ある奴隷少女に起こった出来事

ある奴隷少女に起こった出来事 (新潮文庫)

ある奴隷少女に起こった出来事 (新潮文庫)

 19世紀前半の奴隷制があったアメリカ南部。そこに奴隷として生を受けた女性の自伝。長い苦しみの日々の末に北部へ逃れて自由を手にするまでが書かれる。奴隷制度がもたらす歪みと悲劇が描かれる。
 本書の出版当時は関係者が生きていたので危難が及ぶことを恐れて、人物の名前を変えて書かれた。『奴隷が書いたとは思えない知的な文章、奴隷所有者による暴力、強姦の横行というショッキングな描写、七年間の屋根裏生活、そして現代日本の読者すらぎょっとする、不埒な医師ノーコム(ドクター・フリント)から逃れるために、十五歳の奴隷少女が下した決断――別の白人紳士の子どもを妊娠する――は、当時の読者にはセンセーショナル』(P320)だったため、実話を装ったフィクションだと思われていた。しかし出版から126年後の1987年に『事実に非常に忠実な自伝』(P321)とわかり、ベストセラーとなったという本。

━━━━━━━━━━

> _やること_
A. 上の紹介文によると、この本が事実に非常に忠実な自伝だとわかったのは出版から何年後か。
B. 上の紹介文のうち、「本書の出版当時は関係者が生き」から「ストセラーとなったという本。」までを一字も変えずに書き写しなさい。

バウンディングボックスのラベル付け用の行
━━━━━━━━━━

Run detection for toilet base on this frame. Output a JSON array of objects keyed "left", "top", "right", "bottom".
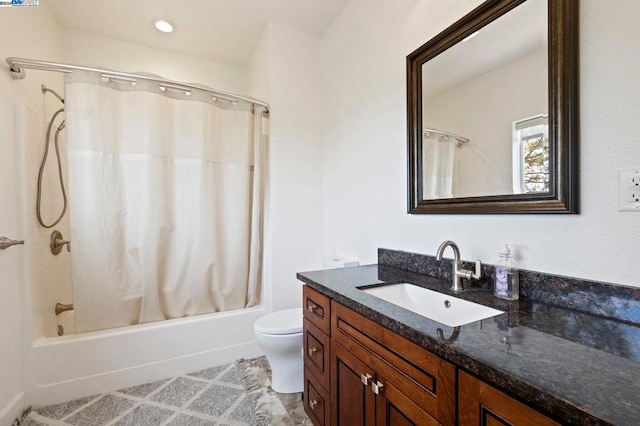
[{"left": 255, "top": 333, "right": 304, "bottom": 393}]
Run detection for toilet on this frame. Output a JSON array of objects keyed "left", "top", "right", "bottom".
[{"left": 253, "top": 308, "right": 304, "bottom": 393}]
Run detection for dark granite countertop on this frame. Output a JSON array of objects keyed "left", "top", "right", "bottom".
[{"left": 298, "top": 265, "right": 640, "bottom": 425}]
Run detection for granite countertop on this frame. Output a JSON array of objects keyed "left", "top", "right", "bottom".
[{"left": 298, "top": 265, "right": 640, "bottom": 425}]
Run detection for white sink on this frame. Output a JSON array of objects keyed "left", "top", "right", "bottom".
[{"left": 361, "top": 283, "right": 504, "bottom": 327}]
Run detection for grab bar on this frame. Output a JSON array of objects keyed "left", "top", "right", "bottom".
[
  {"left": 55, "top": 303, "right": 73, "bottom": 315},
  {"left": 0, "top": 237, "right": 24, "bottom": 250}
]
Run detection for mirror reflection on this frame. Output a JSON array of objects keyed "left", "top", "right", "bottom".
[{"left": 421, "top": 0, "right": 553, "bottom": 200}]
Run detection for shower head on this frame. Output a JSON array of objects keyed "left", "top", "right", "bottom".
[{"left": 40, "top": 84, "right": 64, "bottom": 103}]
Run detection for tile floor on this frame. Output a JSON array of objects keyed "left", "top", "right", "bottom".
[{"left": 20, "top": 363, "right": 256, "bottom": 426}]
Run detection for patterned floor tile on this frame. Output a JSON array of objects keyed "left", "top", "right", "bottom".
[
  {"left": 38, "top": 395, "right": 98, "bottom": 420},
  {"left": 218, "top": 366, "right": 242, "bottom": 385},
  {"left": 20, "top": 417, "right": 49, "bottom": 426},
  {"left": 167, "top": 414, "right": 216, "bottom": 426},
  {"left": 118, "top": 379, "right": 169, "bottom": 398},
  {"left": 188, "top": 385, "right": 244, "bottom": 417},
  {"left": 228, "top": 396, "right": 256, "bottom": 425},
  {"left": 151, "top": 377, "right": 207, "bottom": 407},
  {"left": 188, "top": 364, "right": 229, "bottom": 380},
  {"left": 28, "top": 357, "right": 311, "bottom": 426},
  {"left": 65, "top": 395, "right": 135, "bottom": 426},
  {"left": 115, "top": 404, "right": 175, "bottom": 426}
]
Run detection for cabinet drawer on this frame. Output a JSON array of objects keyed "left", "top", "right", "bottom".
[
  {"left": 331, "top": 301, "right": 456, "bottom": 425},
  {"left": 458, "top": 371, "right": 558, "bottom": 426},
  {"left": 302, "top": 285, "right": 331, "bottom": 334},
  {"left": 303, "top": 318, "right": 331, "bottom": 391},
  {"left": 304, "top": 368, "right": 331, "bottom": 426}
]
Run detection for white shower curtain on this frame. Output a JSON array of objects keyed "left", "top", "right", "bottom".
[
  {"left": 65, "top": 71, "right": 265, "bottom": 332},
  {"left": 422, "top": 134, "right": 456, "bottom": 200}
]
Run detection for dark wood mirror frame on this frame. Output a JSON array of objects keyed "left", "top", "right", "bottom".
[{"left": 407, "top": 0, "right": 578, "bottom": 214}]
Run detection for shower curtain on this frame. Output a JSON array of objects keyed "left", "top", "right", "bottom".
[
  {"left": 422, "top": 134, "right": 456, "bottom": 200},
  {"left": 65, "top": 70, "right": 265, "bottom": 332}
]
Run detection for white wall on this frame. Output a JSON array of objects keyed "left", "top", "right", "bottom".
[
  {"left": 0, "top": 6, "right": 60, "bottom": 426},
  {"left": 321, "top": 0, "right": 640, "bottom": 286},
  {"left": 249, "top": 22, "right": 323, "bottom": 310},
  {"left": 61, "top": 29, "right": 247, "bottom": 95}
]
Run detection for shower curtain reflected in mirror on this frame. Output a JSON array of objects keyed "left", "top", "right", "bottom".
[
  {"left": 422, "top": 133, "right": 456, "bottom": 200},
  {"left": 66, "top": 71, "right": 265, "bottom": 332}
]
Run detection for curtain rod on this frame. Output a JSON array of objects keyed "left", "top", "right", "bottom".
[
  {"left": 422, "top": 128, "right": 469, "bottom": 147},
  {"left": 6, "top": 57, "right": 269, "bottom": 112}
]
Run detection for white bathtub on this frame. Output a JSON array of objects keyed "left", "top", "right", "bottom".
[{"left": 25, "top": 307, "right": 265, "bottom": 406}]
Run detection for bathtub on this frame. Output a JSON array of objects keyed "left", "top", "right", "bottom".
[{"left": 25, "top": 306, "right": 265, "bottom": 406}]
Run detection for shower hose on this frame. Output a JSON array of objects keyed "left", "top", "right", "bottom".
[{"left": 36, "top": 84, "right": 67, "bottom": 228}]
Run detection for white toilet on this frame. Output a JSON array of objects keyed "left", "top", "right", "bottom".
[{"left": 253, "top": 308, "right": 304, "bottom": 393}]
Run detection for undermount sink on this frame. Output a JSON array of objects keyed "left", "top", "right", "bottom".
[{"left": 360, "top": 283, "right": 504, "bottom": 327}]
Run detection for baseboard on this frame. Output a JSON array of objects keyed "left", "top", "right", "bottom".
[
  {"left": 0, "top": 392, "right": 25, "bottom": 426},
  {"left": 25, "top": 340, "right": 262, "bottom": 406}
]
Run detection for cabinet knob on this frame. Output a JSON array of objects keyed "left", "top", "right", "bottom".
[{"left": 360, "top": 373, "right": 371, "bottom": 386}]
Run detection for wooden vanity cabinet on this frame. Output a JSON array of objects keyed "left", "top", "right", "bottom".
[
  {"left": 302, "top": 286, "right": 331, "bottom": 426},
  {"left": 458, "top": 371, "right": 559, "bottom": 426},
  {"left": 303, "top": 286, "right": 558, "bottom": 426},
  {"left": 331, "top": 301, "right": 455, "bottom": 426}
]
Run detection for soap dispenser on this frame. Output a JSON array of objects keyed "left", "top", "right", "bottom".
[{"left": 494, "top": 244, "right": 520, "bottom": 300}]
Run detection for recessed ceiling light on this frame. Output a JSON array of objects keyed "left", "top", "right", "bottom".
[
  {"left": 153, "top": 19, "right": 173, "bottom": 33},
  {"left": 462, "top": 31, "right": 480, "bottom": 43}
]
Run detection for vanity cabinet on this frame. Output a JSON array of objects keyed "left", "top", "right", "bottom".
[
  {"left": 458, "top": 371, "right": 559, "bottom": 426},
  {"left": 302, "top": 286, "right": 331, "bottom": 426},
  {"left": 303, "top": 286, "right": 557, "bottom": 426},
  {"left": 331, "top": 301, "right": 455, "bottom": 425}
]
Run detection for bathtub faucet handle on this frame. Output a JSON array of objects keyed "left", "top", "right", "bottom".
[{"left": 49, "top": 231, "right": 71, "bottom": 255}]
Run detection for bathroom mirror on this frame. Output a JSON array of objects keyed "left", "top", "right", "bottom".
[{"left": 407, "top": 0, "right": 578, "bottom": 214}]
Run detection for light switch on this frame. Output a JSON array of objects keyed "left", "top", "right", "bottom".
[{"left": 618, "top": 169, "right": 640, "bottom": 212}]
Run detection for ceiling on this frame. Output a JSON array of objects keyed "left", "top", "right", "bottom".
[
  {"left": 422, "top": 0, "right": 548, "bottom": 98},
  {"left": 46, "top": 0, "right": 349, "bottom": 66}
]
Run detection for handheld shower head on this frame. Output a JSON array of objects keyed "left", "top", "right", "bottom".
[{"left": 40, "top": 84, "right": 64, "bottom": 103}]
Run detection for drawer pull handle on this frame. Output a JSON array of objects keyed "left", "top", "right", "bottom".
[{"left": 360, "top": 373, "right": 371, "bottom": 386}]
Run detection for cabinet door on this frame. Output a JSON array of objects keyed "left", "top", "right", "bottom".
[
  {"left": 373, "top": 373, "right": 440, "bottom": 426},
  {"left": 331, "top": 343, "right": 375, "bottom": 426},
  {"left": 458, "top": 371, "right": 558, "bottom": 426}
]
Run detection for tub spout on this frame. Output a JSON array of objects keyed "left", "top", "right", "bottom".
[{"left": 56, "top": 303, "right": 73, "bottom": 315}]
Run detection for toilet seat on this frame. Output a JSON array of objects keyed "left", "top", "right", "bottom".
[{"left": 253, "top": 308, "right": 302, "bottom": 335}]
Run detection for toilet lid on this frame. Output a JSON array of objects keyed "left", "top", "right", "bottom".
[{"left": 253, "top": 308, "right": 302, "bottom": 334}]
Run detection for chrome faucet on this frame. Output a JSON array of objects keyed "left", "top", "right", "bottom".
[{"left": 436, "top": 240, "right": 481, "bottom": 292}]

━━━━━━━━━━

> _回答_
A. 出版から126年後の1987年である。

B.
本書の出版当時は関係者が生きていたので危難が及ぶことを恐れて、人物の名前を変えて書かれた。『奴隷が書いたとは思えない知的な文章、奴隷所有者による暴力、強姦の横行というショッキングな描写、七年間の屋根裏生活、そして現代日本の読者すらぎょっとする、不埒な医師ノーコム(ドクター・フリント)から逃れるために、十五歳の奴隷少女が下した決断――別の白人紳士の子どもを妊娠する――は、当時の読者にはセンセーショナル』(P320)だったため、実話を装ったフィクションだと思われていた。しかし出版から126年後の1987年に『事実に非常に忠実な自伝』(P321)とわかり、ベストセラーとなったという本。